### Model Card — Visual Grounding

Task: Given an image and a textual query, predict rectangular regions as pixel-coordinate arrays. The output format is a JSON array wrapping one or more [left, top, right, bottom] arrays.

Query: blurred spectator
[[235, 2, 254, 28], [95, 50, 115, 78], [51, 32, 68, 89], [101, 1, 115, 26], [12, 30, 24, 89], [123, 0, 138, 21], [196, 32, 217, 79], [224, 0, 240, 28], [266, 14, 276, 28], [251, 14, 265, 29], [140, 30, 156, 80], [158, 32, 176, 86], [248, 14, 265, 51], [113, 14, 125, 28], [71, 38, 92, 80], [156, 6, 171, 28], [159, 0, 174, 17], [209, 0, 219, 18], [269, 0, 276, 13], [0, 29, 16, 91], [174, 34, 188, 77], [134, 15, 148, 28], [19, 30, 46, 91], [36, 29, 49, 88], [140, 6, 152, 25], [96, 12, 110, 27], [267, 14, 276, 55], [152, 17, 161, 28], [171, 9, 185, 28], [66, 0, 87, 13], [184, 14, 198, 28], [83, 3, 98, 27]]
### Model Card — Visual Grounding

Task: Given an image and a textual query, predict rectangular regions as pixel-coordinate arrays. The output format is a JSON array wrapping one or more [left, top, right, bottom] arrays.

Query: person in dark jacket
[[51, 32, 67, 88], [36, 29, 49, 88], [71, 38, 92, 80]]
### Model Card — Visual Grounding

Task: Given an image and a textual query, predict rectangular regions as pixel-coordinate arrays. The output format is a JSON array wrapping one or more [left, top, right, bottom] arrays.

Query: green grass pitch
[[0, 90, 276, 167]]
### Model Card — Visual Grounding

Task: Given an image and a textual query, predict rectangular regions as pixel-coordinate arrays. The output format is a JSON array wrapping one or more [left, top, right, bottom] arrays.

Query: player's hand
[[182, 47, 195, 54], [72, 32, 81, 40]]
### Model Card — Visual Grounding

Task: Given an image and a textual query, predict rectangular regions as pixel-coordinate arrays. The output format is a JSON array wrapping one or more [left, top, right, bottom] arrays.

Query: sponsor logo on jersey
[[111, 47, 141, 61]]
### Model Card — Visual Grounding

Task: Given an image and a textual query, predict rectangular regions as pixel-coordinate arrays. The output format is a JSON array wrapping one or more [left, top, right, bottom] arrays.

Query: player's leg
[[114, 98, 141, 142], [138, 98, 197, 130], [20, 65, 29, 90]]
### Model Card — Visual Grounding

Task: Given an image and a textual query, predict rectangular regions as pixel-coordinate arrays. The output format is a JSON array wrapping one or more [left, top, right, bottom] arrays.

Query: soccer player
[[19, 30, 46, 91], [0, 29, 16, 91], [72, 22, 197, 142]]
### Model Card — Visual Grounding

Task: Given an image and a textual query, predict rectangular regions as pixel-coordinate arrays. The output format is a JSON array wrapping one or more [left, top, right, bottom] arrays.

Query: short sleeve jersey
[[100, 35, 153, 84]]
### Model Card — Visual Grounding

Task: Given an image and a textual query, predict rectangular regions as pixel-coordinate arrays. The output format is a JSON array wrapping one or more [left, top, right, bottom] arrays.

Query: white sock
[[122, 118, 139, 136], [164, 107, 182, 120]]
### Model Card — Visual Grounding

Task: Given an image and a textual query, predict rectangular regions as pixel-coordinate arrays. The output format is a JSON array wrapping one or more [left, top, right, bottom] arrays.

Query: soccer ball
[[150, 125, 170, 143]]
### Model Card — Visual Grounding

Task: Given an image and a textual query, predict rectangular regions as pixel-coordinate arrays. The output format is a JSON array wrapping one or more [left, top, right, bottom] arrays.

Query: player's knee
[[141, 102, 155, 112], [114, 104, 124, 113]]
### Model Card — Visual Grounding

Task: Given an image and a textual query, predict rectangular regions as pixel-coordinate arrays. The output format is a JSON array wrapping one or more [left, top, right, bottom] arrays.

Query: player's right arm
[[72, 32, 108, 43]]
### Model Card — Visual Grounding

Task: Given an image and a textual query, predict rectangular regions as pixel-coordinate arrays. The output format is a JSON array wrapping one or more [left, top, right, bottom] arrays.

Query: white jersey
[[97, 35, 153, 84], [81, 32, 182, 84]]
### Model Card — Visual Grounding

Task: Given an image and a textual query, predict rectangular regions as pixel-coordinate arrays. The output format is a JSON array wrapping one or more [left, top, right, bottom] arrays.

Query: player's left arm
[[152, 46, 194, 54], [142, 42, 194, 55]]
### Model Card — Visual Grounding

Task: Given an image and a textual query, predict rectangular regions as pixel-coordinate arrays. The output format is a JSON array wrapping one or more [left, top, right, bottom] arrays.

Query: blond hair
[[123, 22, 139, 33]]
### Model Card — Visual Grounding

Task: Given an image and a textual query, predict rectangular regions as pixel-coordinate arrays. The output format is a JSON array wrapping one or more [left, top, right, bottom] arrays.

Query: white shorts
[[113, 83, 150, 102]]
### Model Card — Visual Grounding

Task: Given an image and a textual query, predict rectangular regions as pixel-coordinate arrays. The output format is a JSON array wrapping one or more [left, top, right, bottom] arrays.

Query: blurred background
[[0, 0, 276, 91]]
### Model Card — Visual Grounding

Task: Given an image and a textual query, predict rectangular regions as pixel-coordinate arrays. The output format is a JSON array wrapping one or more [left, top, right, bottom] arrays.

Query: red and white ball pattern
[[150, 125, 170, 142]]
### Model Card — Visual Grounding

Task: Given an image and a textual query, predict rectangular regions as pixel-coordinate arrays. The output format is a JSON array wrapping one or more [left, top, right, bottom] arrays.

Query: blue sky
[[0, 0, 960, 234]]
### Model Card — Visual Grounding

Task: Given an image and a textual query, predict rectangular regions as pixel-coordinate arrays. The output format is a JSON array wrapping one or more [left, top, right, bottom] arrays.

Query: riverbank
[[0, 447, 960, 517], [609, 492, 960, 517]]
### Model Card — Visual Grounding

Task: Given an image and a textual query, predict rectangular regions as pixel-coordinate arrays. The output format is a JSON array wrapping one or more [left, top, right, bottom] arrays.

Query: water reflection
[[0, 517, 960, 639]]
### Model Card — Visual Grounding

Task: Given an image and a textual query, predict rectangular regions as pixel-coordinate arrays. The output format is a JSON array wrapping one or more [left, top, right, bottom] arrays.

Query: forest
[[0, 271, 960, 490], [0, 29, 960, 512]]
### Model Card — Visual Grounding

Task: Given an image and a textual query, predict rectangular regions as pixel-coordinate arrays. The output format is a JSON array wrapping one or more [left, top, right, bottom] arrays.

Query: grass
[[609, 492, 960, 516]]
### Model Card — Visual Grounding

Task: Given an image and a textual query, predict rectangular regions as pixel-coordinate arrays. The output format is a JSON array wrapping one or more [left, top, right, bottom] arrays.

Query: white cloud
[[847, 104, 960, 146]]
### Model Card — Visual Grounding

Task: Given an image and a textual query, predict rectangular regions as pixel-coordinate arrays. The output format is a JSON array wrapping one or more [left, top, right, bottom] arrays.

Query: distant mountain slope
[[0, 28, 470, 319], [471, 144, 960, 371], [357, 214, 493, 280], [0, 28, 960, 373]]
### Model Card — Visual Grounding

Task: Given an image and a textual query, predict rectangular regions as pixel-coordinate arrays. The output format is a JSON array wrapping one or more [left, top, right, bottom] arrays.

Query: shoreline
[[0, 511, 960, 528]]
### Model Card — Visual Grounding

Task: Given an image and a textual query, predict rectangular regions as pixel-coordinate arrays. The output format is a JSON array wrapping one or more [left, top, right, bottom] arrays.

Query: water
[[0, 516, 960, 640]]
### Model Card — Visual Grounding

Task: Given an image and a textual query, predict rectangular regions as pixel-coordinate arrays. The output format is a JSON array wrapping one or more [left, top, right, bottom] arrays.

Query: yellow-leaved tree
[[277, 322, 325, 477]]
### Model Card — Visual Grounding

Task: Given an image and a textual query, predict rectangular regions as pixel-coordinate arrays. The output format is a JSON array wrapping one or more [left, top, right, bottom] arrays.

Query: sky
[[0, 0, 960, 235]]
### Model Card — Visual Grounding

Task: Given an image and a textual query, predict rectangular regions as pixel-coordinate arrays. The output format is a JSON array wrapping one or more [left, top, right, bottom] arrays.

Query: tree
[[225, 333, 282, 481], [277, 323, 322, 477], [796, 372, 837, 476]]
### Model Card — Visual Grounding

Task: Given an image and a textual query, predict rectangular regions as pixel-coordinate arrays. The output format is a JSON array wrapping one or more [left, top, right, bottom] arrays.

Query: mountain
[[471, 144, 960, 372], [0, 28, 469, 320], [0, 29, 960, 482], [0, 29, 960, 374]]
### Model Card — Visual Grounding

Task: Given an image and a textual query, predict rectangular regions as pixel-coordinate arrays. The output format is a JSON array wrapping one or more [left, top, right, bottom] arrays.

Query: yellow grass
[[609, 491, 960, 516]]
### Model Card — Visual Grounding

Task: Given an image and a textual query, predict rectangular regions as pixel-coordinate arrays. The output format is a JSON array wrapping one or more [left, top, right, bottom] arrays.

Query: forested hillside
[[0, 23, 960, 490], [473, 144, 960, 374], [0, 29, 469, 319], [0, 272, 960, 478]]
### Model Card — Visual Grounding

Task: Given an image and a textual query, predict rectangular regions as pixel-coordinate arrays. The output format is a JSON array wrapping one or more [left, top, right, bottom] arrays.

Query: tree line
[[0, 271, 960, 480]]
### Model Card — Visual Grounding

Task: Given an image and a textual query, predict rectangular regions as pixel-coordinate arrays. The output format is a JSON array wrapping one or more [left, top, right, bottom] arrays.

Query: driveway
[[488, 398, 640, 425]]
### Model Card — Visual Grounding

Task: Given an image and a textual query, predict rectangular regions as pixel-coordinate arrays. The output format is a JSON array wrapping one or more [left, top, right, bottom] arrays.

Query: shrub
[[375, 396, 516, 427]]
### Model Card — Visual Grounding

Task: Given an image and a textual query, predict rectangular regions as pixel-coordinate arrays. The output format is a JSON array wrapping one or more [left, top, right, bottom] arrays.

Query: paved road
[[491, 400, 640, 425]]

*****

## TASK TO CARRY OUT
Copy the records word for word, starting at the very first line and stopping after the line that contains "[[0, 90, 276, 167]]".

## OUTPUT OF THE TASK
### Model Card — Visual Grounding

Task: Given an image and a textual query, predict rectangular regions as pixel-coordinate arrays. The output format is a JSON array wrapping one or more [left, top, right, bottom] arrays.

Query: blurred spectator
[[235, 2, 254, 28], [95, 50, 115, 78], [51, 32, 68, 89], [101, 1, 115, 26], [12, 30, 24, 89], [123, 0, 138, 21], [196, 32, 217, 79], [224, 0, 240, 28], [266, 14, 276, 28], [251, 14, 265, 29], [140, 30, 156, 80], [158, 32, 176, 86], [248, 14, 265, 51], [113, 14, 125, 28], [71, 38, 92, 80], [156, 6, 171, 28], [159, 0, 174, 17], [209, 0, 219, 18], [269, 0, 276, 13], [0, 29, 16, 91], [174, 34, 188, 77], [134, 15, 148, 28], [19, 30, 46, 91], [36, 29, 49, 88], [140, 6, 152, 25], [96, 12, 110, 27], [267, 14, 276, 55], [152, 17, 161, 28], [171, 9, 185, 28], [66, 0, 87, 13], [184, 14, 198, 28], [83, 3, 98, 27]]
### Model Card — Visual Grounding

Task: Given an image and a textual query, predict rectangular regions as pixel-coordinate arrays. The output format is a JSON array wrapping one or more [left, top, right, bottom] arrays.

Query: person in dark jacket
[[51, 32, 67, 88], [36, 29, 49, 88], [71, 38, 92, 80]]
### Model Card — Visual Grounding

Task: Given an image and a textual query, predict rectangular regions as pixel-coordinate arrays. The output format is a JSON array wrapping one or more [left, top, right, bottom] arrays.

Query: green grass pitch
[[0, 90, 276, 167]]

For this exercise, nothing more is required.